EXERCISE BRIEF: Give the records again word for word. Leave every picture out.

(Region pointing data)
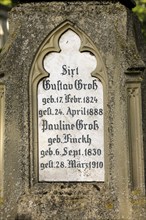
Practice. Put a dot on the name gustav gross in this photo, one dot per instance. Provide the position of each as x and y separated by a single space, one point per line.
78 85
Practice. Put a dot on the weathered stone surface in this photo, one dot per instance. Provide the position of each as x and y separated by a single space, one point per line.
111 28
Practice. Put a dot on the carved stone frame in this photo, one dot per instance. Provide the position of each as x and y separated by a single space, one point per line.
135 134
38 72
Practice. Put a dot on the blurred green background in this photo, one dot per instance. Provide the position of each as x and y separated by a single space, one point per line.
140 10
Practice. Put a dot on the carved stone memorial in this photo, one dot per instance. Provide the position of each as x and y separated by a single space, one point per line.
73 112
70 115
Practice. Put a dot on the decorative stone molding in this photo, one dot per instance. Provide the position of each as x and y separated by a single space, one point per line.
136 154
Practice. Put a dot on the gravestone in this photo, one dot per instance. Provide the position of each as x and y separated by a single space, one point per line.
72 129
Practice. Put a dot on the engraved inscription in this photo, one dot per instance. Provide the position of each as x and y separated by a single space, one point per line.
70 116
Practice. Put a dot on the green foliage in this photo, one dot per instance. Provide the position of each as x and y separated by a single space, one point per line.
140 10
6 2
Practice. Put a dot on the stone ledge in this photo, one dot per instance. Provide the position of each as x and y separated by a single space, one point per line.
128 3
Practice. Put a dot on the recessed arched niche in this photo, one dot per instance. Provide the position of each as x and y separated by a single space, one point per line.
67 85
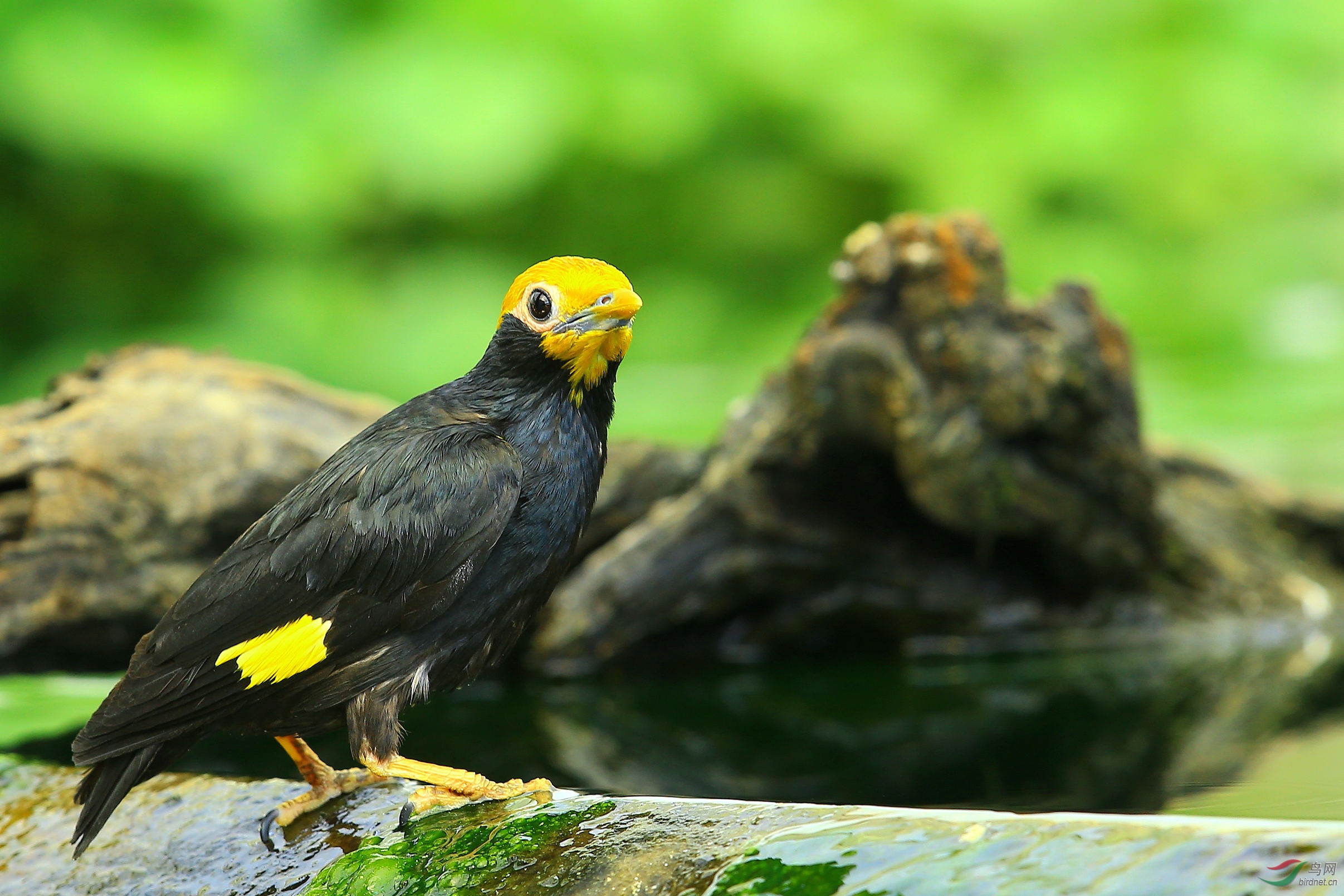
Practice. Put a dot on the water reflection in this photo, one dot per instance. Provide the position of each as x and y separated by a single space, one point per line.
1120 730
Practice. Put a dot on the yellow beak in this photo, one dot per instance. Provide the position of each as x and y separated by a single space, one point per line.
614 310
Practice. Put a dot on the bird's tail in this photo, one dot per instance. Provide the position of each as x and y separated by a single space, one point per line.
105 785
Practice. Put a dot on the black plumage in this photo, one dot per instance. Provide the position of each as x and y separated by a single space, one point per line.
427 542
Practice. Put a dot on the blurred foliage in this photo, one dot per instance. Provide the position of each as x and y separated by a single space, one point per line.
347 187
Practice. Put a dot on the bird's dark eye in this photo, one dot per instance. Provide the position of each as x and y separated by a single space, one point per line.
539 305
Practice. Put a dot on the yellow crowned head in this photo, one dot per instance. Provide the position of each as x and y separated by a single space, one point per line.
583 308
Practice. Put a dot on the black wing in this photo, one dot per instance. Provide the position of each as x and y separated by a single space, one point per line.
399 516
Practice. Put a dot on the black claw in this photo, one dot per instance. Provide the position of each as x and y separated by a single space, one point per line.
266 824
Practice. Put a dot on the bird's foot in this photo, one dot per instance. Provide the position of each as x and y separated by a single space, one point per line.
452 787
326 785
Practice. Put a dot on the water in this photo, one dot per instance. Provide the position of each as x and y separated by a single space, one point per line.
1117 730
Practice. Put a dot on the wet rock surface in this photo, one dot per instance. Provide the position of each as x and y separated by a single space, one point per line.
123 483
935 461
939 460
197 835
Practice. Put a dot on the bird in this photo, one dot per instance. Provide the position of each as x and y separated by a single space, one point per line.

FINISHED TASK:
Practice. Put a dot on the name gustav gross in this photo, one dot per instance. Provide the position of each as x and y separated by a single space, one point per line.
78 85
Practice. Put a dot on the weathered stone surface in this photo, one dot per instance. Provide the position of each as x and y separated by a single space, one point per line.
111 28
Practice. Put a dot on the carved stone frame in this photo, one dot per instance. Provide the position of each as x and y separated by a single space, one point per line.
135 134
38 72
Practice. Put a dot on the blurred green background in this photo, one dot per instance. Provide the position of each as x and y separated by a single space, one point per line.
140 10
Practice. Put a dot on the carved stone memorial in this photo, one dot per instance. Provide the position of each as x and y separated by a single space, one point per line.
73 112
70 115
Practice. Put a dot on the decorative stone molding in this photo, one dot per instance. Provide the position of each as x and y separated by a single space, one point per line.
136 154
Practice. Put a dot on the gravestone in this photo, one dot per instance. Provide the position of each as x and y separated by a single space, one point per line.
72 129
Practice. Put a dot on the engraved inscription in this photo, one dot per instance. Provide the position of each as x and y separated by a single space, one point per line.
70 116
Practice. Put a dot on the green foliage in this photo, one dot per instance. Provide the position of each as x and y separated by a single space, one point per line.
140 10
6 2
Practice. Put a dot on the stone ledge in this photo, one dot per instance. Provide the position of each as x and y separated by a single space, one point per line.
128 3
Practice. Put a dot on the recessed arched niche in this photo, one dot per instance. Provide the position of each as x and y separated by a single space, one point per line.
67 85
Practice. Put a dot on the water reflection in this photo, one dot per instance. Provide the position of each as x and y separated by a single space, one point per line.
1120 730
Practice. Put a dot on the yellow beak in this photo, one dot per instance. Provide the position of each as x and y separated by a single space, one point per line.
614 310
Practice. Put a dot on the bird's tail in this photo, one dot per instance. Provide the position of each as x and y separated by a single space, one point per line.
105 785
Practice. Put a dot on the black plumage in this photo, one dot per instance. Provide the position of each as x and y separated by a single space, one point per line.
427 542
Practice. Put a dot on the blurred foliage in this photo, one dot per instance. Provide the position of each as x and y separated by a single space, one point per line.
347 187
Practice. Put a dot on the bird's dark eye in this photo, one dot per instance. Provide the position of each as x and y separated by a single space, one point per line.
539 305
Practice. Put a dot on the yellow crowned head in this photo, one dot per instance. Provide the position of each as x and y separated by a single space, one point per line.
583 308
Practice. Put a dot on the black wing in this photo, one dot per instance. Provide the position of each as x and y separated by a single space, one point per line.
399 516
Practice. Put a dot on the black claw in this photo, one dot per instance. Provide the position of each as x and y separated by a single space, one point per line.
266 824
Practice. Put a dot on the bird's foot in this photo, one dot per instance. Provide the position of each as x and y separated by a single space, one point per line.
452 787
326 785
Practice. Put a dot on the water in this photo, one dot per instance. Provide the position of each as x and y separated by a single space, one point per line.
1117 730
Practice. Put a dot on the wet rock surface in this photo, one dot per instance. Provide the position of each as x and y separated by a single space, one point per line.
123 483
935 461
939 460
197 835
Practice. Put a dot on the bird in this photo, one dot per instance. Provide the position of each as x and y separated by a single space, one point per line.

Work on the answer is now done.